** Task list **
**A)** List every Spark configuration setting given in the post about the stuck Spark union, with its value.
**B)** Write the next part of the post about the stuck Spark union, picking up right after its last line.

I am trying to union 5 data frames in my cod(simple union, no joins). The output data frame contains around 95k records. The cluster is getting stuck and neither running nor failing. It is 4.4x large cluster with 40 nodes. Spark Configs - --num-executors 120 --executor-cores 5 --executor-memory 38g --driver-memory 35g --shuffle.partitions=1400
When I perform spark submit manually, it throws error : AsyncEventQueue: Dropping event from queue appStatus. This likely means one of the listeners is too slow and cannot keep up with the rate at which tasks are being started by the scheduler.
I also get a lot of IndexOutOfBounds exceptions. The important thing to note here is that there is no fixed dataframe from which this error/exception starts occuring. Can someone help with the possible reasons?
The exceptions have been pasted below
javax.servlet.ServletException: java.lang.IndexOutOfBoundsException: 4
at org.glassfish.jersey.servlet.WebComponent.serviceImpl(WebComponent.java:489)
at org.glassfish.jersey.servlet.WebComponent.service(WebComponent.java:427)
at org.glassfish.jersey.servlet.ServletContainer.service(ServletContainer.java:388)
at org.glassfish.jersey.servlet.ServletContainer.service(ServletContainer.java:341)
at org.glassfish.jersey.servlet.ServletContainer.service(ServletContainer.java:228)
at org.spark_project.jetty.servlet.ServletHolder.handle(ServletHolder.java:848)
at org.spark_project.jetty.servlet.ServletHandler$CachedChain.doFilter(ServletHandler.java:1772)
at org.apache.hadoop.yarn.server.webproxy.amfilter.AmIpFilter.doFilter(AmIpFilter.java:166)
at org.spark_project.jetty.servlet.ServletHandler$CachedChain.doFilter(ServletHandler.java:1759)
at org.spark_project.jetty.servlet.ServletHandler.doHandle(ServletHandler.java:582)

** Provided data **
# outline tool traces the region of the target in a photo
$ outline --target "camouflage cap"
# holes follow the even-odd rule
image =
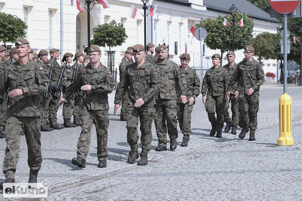
[[[89,50],[88,50],[88,53],[91,53],[95,52],[101,52],[101,50],[96,45],[92,45],[90,48],[89,48]]]
[[[77,52],[76,53],[76,54],[75,54],[75,59],[77,57],[81,57],[81,56],[82,56],[84,55],[84,54],[81,52]]]
[[[186,53],[184,53],[183,54],[180,55],[179,57],[181,59],[182,59],[185,60],[188,60],[190,59],[190,54]]]
[[[157,49],[156,50],[156,51],[157,53],[159,53],[160,51],[162,51],[163,50],[164,50],[167,49],[167,47],[166,47],[165,45],[161,45],[157,47]]]
[[[152,43],[149,43],[147,44],[147,45],[146,46],[146,47],[153,47],[155,46],[155,45]]]
[[[59,52],[59,50],[58,49],[56,49],[55,48],[53,48],[49,50],[49,53],[51,54],[52,54],[53,53],[54,53],[56,52]]]
[[[250,45],[247,45],[246,47],[244,48],[244,50],[251,51],[251,52],[254,52],[254,47],[253,47]]]
[[[231,55],[231,54],[232,54],[234,56],[235,56],[235,53],[233,52],[233,51],[229,51],[228,52],[227,52],[227,53],[226,53],[227,56],[228,56],[228,55]]]
[[[27,40],[24,38],[17,38],[16,39],[16,42],[15,42],[15,45],[22,45],[26,44],[29,44],[29,43]]]
[[[137,44],[132,46],[132,50],[133,52],[139,52],[145,50],[144,46],[141,45]]]
[[[220,59],[220,55],[219,54],[214,54],[212,56],[212,59],[213,58],[219,58],[219,59]]]

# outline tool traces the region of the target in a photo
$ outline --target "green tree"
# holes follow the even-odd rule
[[[27,26],[16,15],[0,12],[0,41],[14,43],[18,38],[24,37]]]
[[[98,25],[93,30],[92,44],[102,47],[107,45],[109,47],[109,50],[111,47],[121,45],[128,37],[124,25],[121,23],[117,23],[114,20],[109,24]]]
[[[226,15],[222,17],[220,15],[215,20],[210,18],[202,19],[199,23],[195,24],[196,28],[201,27],[207,30],[208,35],[204,40],[207,45],[213,50],[220,50],[222,55],[225,52],[233,50],[233,28],[230,26],[223,25],[223,18],[232,24],[232,16]],[[244,18],[244,26],[240,27],[238,22],[243,18]],[[254,23],[246,14],[238,13],[235,17],[235,49],[237,50],[251,44]]]

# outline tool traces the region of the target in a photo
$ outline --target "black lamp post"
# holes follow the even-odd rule
[[[146,39],[147,37],[146,36],[146,17],[147,17],[147,15],[146,15],[146,11],[147,9],[148,8],[148,7],[147,6],[146,4],[147,2],[149,1],[149,0],[140,0],[143,2],[143,3],[144,4],[144,5],[143,7],[143,9],[144,9],[144,32],[145,34],[145,51],[146,51],[146,46],[147,45],[146,41]]]
[[[229,9],[231,15],[233,17],[233,51],[235,51],[235,16],[238,11],[238,8],[233,4]]]

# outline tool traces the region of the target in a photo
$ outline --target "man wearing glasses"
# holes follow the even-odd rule
[[[113,90],[115,82],[109,70],[100,62],[101,55],[98,47],[91,45],[88,56],[90,64],[81,70],[74,82],[67,88],[59,102],[59,105],[62,105],[66,100],[70,101],[70,96],[76,91],[83,90],[80,116],[82,131],[78,142],[77,157],[73,158],[71,162],[79,167],[86,167],[86,157],[90,145],[90,133],[94,123],[98,141],[98,167],[106,167],[108,156],[107,129],[109,125],[108,94]]]
[[[226,94],[226,98],[228,101],[230,90],[239,81],[239,118],[243,128],[239,138],[243,139],[245,137],[249,131],[249,123],[250,141],[255,140],[257,113],[259,108],[259,89],[264,82],[264,72],[259,63],[253,58],[254,51],[254,48],[250,45],[245,48],[243,53],[246,60],[238,64],[234,75],[229,81]]]

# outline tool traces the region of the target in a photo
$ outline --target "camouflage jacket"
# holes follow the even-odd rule
[[[7,115],[39,116],[40,95],[46,93],[48,79],[40,65],[29,60],[25,66],[18,64],[9,65],[0,75],[0,94],[9,88],[22,89],[24,93],[9,99]]]
[[[181,68],[181,66],[179,67],[180,68]],[[187,82],[187,102],[188,102],[190,98],[196,98],[200,93],[200,81],[196,71],[193,68],[188,66],[188,69],[183,71]],[[180,88],[178,85],[176,85],[176,93],[177,95],[176,102],[182,103],[182,102],[180,99],[182,92]],[[195,100],[194,102],[195,102]]]
[[[226,69],[220,66],[217,68],[212,67],[207,70],[202,82],[203,97],[206,94],[213,96],[225,95],[227,80]]]
[[[91,85],[91,90],[83,91],[81,107],[92,110],[109,109],[107,94],[112,92],[115,85],[109,69],[100,63],[96,69],[88,64],[81,70],[76,76],[74,82],[66,89],[63,98],[69,100],[70,96],[86,85]]]
[[[259,94],[260,86],[264,82],[264,72],[260,64],[255,60],[251,62],[244,60],[238,64],[238,66],[232,78],[229,81],[227,91],[238,82],[239,93],[246,94],[249,89],[253,87],[255,89],[254,93]]]
[[[132,58],[130,60],[129,60],[129,61],[127,61],[127,60],[126,60],[126,57],[124,56],[123,57],[123,59],[122,59],[122,61],[120,62],[120,68],[119,68],[120,70],[120,82],[123,79],[124,77],[124,74],[126,70],[126,67],[133,63],[133,60],[132,60]]]
[[[226,76],[227,77],[228,80],[230,79],[233,76],[234,73],[235,72],[236,68],[237,67],[238,65],[238,63],[235,63],[234,66],[229,66],[228,63],[223,66],[223,67],[226,69]],[[232,87],[232,88],[231,88],[230,91],[231,92],[231,93],[232,94],[235,94],[235,92],[236,91],[239,92],[238,89],[238,82],[233,85],[233,86]]]
[[[142,106],[153,107],[155,104],[154,95],[159,83],[159,76],[153,64],[145,61],[142,66],[137,66],[135,62],[126,68],[125,77],[115,93],[114,104],[119,104],[125,92],[130,86],[129,98],[133,105],[136,100],[142,98],[146,101]]]
[[[155,95],[156,100],[177,99],[176,83],[179,86],[179,95],[187,95],[187,82],[185,74],[175,62],[167,59],[162,63],[158,60],[154,65],[160,79],[158,92]]]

** Set of answers **
**A)**
--num-executors 120
--executor-cores 5
--executor-memory 38g
--driver-memory 35g
--shuffle.partitions=1400

**B)**
at org.spark_project.jetty.server.handler.ContextHandler.doHandle(ContextHandler.java:1180)
at org.spark_project.jetty.servlet.ServletHandler.doScope(ServletHandler.java:512)
at org.spark_project.jetty.server.handler.ContextHandler.doScope(ContextHandler.java:1112)
at org.spark_project.jetty.server.handler.ScopedHandler.handle(ScopedHandler.java:141)
at org.spark_project.jetty.server.handler.gzip.GzipHandler.handle(GzipHandler.java:493)
at org.spark_project.jetty.server.handler.ContextHandlerCollection.handle(ContextHandlerCollection.java:213)
at org.spark_project.jetty.server.handler.HandlerWrapper.handle(HandlerWrapper.java:134)
at org.spark_project.jetty.server.Server.handle(Server.java:539)
at org.spark_project.jetty.server.HttpChannel.handle(HttpChannel.java:333)
at org.spark_project.jetty.server.HttpConnection.onFillable(HttpConnection.java:251)
at org.spark_project.jetty.io.AbstractConnection$ReadCallback.succeeded(AbstractConnection.java:283)
at org.spark_project.jetty.io.FillInterest.fillable(FillInterest.java:108)
at org.spark_project.jetty.io.SelectChannelEndPoint$2.run(SelectChannelEndPoint.java:93)
at org.spark_project.jetty.util.thread.strategy.ExecuteProduceConsume.executeProduceConsume(ExecuteProduceConsume.java:303)
at org.spark_project.jetty.util.thread.strategy.ExecuteProduceConsume.produceConsume(ExecuteProduceConsume.java:148)
at org.spark_project.jetty.util.thread.strategy.ExecuteProduceConsume.run(ExecuteProduceConsume.java:136)
at org.spark_project.jetty.util.thread.QueuedThreadPool.runJob(QueuedThreadPool.java:671)
at org.spark_project.jetty.util.thread.QueuedThreadPool$2.run(QueuedThreadPool.java:589)
at java.lang.Thread.run(Thread.java:748)